AIM OF THE EXERCISE >>
Extract every line from the records below that contains the word "before".

RECORDS FOR THE TASK >>

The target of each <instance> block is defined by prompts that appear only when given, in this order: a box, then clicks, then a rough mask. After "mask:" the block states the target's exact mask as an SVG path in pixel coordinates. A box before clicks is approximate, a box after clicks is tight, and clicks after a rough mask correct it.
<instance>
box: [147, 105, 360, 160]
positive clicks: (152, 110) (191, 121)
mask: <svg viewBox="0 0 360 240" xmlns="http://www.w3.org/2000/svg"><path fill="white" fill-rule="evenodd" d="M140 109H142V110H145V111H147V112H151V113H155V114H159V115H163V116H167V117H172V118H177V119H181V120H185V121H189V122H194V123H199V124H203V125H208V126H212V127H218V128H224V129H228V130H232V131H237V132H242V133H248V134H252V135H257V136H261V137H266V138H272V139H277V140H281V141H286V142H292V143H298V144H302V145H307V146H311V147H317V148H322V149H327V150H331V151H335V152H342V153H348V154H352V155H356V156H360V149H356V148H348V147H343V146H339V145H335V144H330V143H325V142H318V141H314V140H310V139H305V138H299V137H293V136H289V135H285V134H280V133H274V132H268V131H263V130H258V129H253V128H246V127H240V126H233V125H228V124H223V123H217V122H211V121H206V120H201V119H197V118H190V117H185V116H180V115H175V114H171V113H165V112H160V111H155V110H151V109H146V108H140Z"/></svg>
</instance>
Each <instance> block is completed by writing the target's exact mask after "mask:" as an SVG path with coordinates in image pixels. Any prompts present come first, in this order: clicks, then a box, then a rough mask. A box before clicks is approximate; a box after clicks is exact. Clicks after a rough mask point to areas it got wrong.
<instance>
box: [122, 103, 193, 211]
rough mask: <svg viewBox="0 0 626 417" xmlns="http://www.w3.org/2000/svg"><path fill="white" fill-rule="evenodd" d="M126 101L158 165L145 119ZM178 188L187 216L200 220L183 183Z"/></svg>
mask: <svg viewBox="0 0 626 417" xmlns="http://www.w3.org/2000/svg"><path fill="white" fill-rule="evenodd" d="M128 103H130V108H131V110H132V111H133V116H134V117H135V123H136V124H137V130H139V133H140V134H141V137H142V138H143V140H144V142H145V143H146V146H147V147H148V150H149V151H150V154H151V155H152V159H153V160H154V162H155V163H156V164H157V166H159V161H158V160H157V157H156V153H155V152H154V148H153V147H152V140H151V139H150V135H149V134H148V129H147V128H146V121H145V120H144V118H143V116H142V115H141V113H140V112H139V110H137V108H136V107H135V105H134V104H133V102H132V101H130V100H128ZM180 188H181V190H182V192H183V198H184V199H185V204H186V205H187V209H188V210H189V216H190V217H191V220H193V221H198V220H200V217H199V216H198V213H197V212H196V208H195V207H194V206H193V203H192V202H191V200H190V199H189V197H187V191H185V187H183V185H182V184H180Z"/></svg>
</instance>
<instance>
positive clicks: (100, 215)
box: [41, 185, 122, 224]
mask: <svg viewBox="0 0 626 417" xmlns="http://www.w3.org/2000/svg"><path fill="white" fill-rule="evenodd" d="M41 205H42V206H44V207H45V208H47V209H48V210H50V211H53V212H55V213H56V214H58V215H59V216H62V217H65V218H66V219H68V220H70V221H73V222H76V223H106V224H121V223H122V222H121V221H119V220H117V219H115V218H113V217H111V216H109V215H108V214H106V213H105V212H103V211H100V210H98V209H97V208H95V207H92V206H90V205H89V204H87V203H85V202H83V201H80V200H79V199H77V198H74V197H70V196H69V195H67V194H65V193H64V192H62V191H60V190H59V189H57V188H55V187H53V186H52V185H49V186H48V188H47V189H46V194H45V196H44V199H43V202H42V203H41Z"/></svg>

WRITTEN RESPONSE >>
The target of each <instance> block is defined by prompts that appear only when given, in this order: a box, then clicks, then a rough mask. After "mask:" the block states the target's exact mask as an SVG path in pixel coordinates. A box before clicks is approximate, a box after clicks is tight, and clicks after a rough mask correct it.
Each <instance> block is completed by writing the target's exact mask after "mask:" as an SVG path with coordinates in image pixels. Any prompts present come first, in this order: clicks, then a box, then a rough mask. A box before clicks is approximate; a box after clicks is exact. Clicks after a rough mask point to areas it got wrong.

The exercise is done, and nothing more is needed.